[Entries from a pointing dataset]
+ + + + +
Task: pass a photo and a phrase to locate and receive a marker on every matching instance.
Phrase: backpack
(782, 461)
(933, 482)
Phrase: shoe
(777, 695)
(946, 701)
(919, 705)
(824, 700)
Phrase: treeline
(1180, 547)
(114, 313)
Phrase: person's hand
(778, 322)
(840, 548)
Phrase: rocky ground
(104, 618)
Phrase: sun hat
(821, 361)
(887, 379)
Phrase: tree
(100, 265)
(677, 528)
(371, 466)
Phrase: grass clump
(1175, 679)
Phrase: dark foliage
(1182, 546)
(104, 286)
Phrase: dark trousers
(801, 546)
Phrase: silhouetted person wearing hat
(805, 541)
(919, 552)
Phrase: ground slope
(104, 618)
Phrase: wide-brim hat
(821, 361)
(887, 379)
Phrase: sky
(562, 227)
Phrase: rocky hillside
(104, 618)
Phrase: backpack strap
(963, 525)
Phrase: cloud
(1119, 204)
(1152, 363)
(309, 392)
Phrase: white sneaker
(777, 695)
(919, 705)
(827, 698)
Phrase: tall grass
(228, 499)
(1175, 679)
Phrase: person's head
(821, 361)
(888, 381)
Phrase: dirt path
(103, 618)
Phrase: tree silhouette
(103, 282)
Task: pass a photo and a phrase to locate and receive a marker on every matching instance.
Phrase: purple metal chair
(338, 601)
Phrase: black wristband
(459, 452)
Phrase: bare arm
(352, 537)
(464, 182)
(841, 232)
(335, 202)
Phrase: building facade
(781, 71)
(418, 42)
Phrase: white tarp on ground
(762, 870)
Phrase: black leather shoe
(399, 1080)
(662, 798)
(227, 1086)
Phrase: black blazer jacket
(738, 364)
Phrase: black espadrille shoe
+ + + + +
Reproduce all the records, swapping each "hat" for "cap" and leaving every other character as it is.

COMPLETED EXERCISE:
Task: pass a photo and a phrase to locate and receive a marker on every matching instance.
Phrase: backpack
(782, 461)
(933, 482)
Phrase: shoe
(777, 695)
(946, 701)
(919, 705)
(824, 700)
Phrase: treeline
(1180, 547)
(114, 313)
Phrase: person's hand
(778, 322)
(840, 548)
Phrase: rocky ground
(104, 618)
Phrase: sun cap
(821, 361)
(887, 379)
Phrase: tree
(100, 265)
(677, 528)
(371, 466)
Phrase: grass clump
(1175, 679)
Phrase: dark foliage
(1182, 546)
(104, 286)
Phrase: dark trousers
(801, 546)
Phrase: silhouetted person wearing cap
(805, 541)
(919, 552)
Phrase: ground slope
(104, 618)
Phrase: wide-brim cap
(821, 361)
(887, 379)
Phrase: sky
(562, 227)
Phrase: rocky hillside
(104, 618)
Phrase: backpack strap
(963, 525)
Phrase: cloud
(1119, 204)
(1152, 363)
(309, 392)
Phrase: white sneaker
(777, 695)
(919, 705)
(827, 698)
Phrase: tall grass
(228, 499)
(1175, 679)
Phrase: person's head
(821, 361)
(888, 381)
Phrase: dirt path
(103, 618)
Phrase: tree silhouette
(103, 282)
Task: pass a photo and a phrase to locate and receive a marker on every matching instance.
Phrase: purple metal chair
(338, 601)
Phrase: black wristband
(459, 452)
Phrase: bare arm
(352, 537)
(464, 182)
(841, 232)
(335, 202)
Phrase: building facade
(781, 71)
(418, 42)
Phrase: white tarp on ground
(762, 870)
Phrase: black leather shoe
(399, 1080)
(662, 798)
(227, 1086)
Phrase: black blazer jacket
(738, 364)
Phrase: black espadrille shoe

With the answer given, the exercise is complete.